_Records provided_
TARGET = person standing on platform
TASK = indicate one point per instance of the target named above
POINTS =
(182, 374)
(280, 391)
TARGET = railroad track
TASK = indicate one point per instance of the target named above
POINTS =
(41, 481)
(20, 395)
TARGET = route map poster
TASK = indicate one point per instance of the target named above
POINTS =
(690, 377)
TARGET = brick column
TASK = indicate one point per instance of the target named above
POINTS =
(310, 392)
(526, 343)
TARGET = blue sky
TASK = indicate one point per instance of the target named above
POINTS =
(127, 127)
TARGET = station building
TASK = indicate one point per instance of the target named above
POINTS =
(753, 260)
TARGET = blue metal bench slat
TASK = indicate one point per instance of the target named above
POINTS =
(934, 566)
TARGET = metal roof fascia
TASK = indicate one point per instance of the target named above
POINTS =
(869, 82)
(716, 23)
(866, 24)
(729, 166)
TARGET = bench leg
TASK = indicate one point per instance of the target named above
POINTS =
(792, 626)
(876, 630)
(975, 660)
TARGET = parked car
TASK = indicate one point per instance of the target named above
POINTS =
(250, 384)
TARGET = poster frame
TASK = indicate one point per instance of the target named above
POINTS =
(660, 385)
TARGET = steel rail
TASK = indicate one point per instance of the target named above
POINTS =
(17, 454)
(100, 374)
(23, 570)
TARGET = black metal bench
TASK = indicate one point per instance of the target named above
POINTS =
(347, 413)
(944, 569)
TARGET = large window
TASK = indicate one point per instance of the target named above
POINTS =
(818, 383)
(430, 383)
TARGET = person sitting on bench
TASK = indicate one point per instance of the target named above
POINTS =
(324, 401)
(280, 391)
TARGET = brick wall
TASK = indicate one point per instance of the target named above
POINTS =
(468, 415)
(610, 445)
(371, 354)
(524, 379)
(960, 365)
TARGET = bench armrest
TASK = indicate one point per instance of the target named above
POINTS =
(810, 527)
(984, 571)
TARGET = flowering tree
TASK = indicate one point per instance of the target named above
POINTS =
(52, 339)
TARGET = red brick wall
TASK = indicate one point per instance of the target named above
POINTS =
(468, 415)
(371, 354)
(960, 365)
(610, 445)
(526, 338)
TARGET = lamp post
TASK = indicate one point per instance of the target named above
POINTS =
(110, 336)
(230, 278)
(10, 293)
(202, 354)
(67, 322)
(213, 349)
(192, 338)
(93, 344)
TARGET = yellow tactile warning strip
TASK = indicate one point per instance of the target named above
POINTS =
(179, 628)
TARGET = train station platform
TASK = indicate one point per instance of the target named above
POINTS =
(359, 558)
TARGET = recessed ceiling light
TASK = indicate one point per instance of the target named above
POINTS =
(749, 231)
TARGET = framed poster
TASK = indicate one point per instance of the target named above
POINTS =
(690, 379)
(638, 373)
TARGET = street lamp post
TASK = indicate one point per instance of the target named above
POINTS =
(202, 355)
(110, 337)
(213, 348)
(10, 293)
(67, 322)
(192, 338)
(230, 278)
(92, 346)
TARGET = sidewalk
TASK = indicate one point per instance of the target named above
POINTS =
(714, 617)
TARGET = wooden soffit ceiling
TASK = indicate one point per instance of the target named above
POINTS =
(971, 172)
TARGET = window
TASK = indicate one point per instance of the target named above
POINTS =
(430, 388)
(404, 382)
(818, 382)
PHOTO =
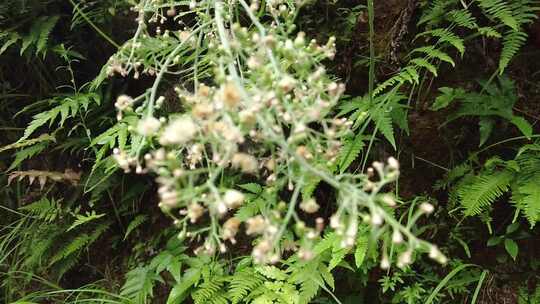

_Your goal_
Of the lines above, retype only those from the line containing "TARGET = blue metal bench slat" through the line containing "TARGET = lamp post", including both, exactly.

_Solution to this problem_
TARGET = blue metal bench slat
TASK = indicate one point per instance of the target named above
POINTS =
(934, 566)
TARGET = metal roof fascia
TASK = indicate one point per instance of the target named above
POINTS =
(869, 82)
(716, 23)
(866, 24)
(729, 166)
TARGET = bench leg
TASK = indicate one point per instance of the target named above
POINTS =
(792, 626)
(876, 630)
(975, 660)
TARGET = parked car
TASK = indicate one point per instance of the target named above
POINTS =
(250, 384)
TARGET = poster frame
TASK = indicate one point per instance of the target named above
POINTS =
(660, 385)
TARGET = steel rail
TASK = indicate one point per instance of the target named above
POINTS =
(17, 454)
(100, 374)
(23, 570)
TARGET = black metal bench
TASK = indicate one point per instance of the target named above
POINTS =
(347, 413)
(944, 569)
TARGET = large window
TASK = indicate one point per instance of the target named above
POINTS =
(818, 383)
(430, 383)
TARGET = person sitting on bench
TASK = indicate one point per instance of the target named above
POINTS =
(324, 401)
(280, 391)
TARGET = brick wall
TASK = indicate one point per instance of the target named above
POINTS =
(468, 415)
(610, 445)
(371, 354)
(524, 379)
(960, 365)
TARGET = bench armrest
TASK = indicate one point per instance of the target named above
POINTS =
(810, 527)
(984, 571)
TARGET = flowering tree
TASK = indicate one point per instance of the target named above
POINTS =
(52, 339)
TARGET = red brick wall
TASK = indicate one point per instance of the target named above
POINTS =
(468, 415)
(371, 354)
(960, 365)
(610, 445)
(526, 338)
TARGET = lamp post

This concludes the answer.